**TASK MATERIAL**
>>>>>
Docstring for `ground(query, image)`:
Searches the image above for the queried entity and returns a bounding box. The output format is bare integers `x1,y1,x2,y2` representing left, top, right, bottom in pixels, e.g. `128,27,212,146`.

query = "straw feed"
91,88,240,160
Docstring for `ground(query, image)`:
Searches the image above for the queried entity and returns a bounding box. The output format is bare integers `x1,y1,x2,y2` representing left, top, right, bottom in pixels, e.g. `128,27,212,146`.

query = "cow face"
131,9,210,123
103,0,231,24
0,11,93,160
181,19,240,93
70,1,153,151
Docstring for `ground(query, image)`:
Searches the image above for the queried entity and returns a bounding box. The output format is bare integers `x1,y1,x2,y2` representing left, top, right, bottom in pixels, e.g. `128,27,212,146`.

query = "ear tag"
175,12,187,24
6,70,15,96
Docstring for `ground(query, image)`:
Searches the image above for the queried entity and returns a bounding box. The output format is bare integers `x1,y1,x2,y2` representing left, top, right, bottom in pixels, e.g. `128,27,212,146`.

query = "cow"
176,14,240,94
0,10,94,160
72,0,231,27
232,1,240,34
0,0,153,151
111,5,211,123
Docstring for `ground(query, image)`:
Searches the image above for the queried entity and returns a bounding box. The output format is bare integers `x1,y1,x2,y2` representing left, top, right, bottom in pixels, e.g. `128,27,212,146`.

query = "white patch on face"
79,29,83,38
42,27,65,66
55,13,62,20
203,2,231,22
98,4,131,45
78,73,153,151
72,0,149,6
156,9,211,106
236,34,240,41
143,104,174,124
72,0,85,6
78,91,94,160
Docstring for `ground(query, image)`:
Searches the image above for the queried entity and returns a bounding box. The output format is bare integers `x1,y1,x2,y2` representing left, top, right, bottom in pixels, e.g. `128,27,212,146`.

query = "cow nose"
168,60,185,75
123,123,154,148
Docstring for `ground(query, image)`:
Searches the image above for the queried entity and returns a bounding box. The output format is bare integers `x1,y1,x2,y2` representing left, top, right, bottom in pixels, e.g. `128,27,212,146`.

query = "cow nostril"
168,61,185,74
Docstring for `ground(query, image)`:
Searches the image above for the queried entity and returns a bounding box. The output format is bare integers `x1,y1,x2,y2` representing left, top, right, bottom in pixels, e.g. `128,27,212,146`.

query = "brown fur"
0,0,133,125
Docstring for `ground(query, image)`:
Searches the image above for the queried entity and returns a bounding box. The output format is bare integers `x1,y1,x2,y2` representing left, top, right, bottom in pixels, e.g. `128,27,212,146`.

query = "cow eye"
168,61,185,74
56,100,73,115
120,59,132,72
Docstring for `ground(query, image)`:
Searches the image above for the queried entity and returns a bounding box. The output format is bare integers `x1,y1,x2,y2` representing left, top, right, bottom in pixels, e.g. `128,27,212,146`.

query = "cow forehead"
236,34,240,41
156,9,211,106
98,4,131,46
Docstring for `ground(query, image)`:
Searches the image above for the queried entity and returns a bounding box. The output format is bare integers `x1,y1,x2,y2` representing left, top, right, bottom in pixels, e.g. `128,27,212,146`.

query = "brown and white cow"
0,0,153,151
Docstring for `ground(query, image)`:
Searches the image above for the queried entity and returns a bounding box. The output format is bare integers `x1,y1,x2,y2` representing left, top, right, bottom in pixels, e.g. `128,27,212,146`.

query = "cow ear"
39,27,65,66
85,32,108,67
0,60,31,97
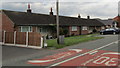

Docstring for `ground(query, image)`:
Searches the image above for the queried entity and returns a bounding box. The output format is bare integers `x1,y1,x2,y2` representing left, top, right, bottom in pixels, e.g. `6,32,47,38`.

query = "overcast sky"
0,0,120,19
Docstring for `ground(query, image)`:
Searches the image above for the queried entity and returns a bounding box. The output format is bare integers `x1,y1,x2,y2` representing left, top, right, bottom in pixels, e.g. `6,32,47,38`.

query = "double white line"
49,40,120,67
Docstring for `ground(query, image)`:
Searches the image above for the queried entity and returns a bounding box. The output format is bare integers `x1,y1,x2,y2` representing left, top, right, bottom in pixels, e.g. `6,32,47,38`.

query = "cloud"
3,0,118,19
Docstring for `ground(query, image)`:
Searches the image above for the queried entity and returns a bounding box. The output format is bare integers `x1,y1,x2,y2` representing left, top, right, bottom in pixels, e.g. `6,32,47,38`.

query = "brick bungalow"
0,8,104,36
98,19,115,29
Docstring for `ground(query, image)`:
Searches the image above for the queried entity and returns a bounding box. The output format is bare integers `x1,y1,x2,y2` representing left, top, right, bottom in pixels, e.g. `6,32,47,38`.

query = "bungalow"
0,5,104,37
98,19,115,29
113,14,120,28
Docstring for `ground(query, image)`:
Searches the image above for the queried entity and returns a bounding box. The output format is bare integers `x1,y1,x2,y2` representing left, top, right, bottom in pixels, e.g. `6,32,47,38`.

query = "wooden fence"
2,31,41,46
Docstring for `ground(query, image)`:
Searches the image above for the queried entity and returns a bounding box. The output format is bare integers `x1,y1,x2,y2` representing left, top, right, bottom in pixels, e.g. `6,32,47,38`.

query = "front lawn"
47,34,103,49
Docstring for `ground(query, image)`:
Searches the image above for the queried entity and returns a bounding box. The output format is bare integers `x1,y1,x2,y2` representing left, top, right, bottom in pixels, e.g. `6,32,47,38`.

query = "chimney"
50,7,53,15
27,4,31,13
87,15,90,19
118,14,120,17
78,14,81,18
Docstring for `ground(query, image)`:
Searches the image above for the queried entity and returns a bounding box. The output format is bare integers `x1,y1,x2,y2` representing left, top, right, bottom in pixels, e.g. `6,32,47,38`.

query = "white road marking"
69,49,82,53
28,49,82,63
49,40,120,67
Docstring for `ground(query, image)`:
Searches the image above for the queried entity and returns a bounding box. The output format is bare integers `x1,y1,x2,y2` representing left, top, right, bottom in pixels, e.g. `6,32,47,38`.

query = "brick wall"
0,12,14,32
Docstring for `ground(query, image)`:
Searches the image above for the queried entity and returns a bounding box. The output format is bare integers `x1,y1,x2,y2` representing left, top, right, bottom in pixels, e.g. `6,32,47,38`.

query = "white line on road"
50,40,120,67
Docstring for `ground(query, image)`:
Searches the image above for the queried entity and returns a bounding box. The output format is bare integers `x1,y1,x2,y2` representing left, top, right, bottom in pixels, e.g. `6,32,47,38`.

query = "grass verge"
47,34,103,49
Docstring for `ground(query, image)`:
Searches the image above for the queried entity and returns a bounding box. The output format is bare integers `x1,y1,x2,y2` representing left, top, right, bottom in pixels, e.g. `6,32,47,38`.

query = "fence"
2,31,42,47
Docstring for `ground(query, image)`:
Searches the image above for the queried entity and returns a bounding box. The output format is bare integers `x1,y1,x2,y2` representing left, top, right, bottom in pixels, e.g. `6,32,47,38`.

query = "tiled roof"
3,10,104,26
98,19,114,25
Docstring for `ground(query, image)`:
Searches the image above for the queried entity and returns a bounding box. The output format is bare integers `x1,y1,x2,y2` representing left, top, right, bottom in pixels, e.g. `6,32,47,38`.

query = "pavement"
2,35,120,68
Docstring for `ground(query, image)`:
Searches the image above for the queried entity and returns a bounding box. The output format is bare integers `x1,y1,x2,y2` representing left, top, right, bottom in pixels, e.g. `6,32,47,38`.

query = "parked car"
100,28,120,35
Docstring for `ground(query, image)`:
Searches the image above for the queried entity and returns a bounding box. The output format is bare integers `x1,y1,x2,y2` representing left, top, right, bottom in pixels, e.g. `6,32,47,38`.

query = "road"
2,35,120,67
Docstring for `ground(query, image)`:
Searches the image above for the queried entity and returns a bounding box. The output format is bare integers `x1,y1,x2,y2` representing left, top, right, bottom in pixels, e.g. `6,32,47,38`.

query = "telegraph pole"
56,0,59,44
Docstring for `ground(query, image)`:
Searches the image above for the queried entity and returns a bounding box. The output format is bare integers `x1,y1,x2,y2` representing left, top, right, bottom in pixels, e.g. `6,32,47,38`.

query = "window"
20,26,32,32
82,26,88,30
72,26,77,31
<<<<<
How many of the lines above contain the string "bungalow"? Treat uppercase and lowercase as different, and give only the number.

2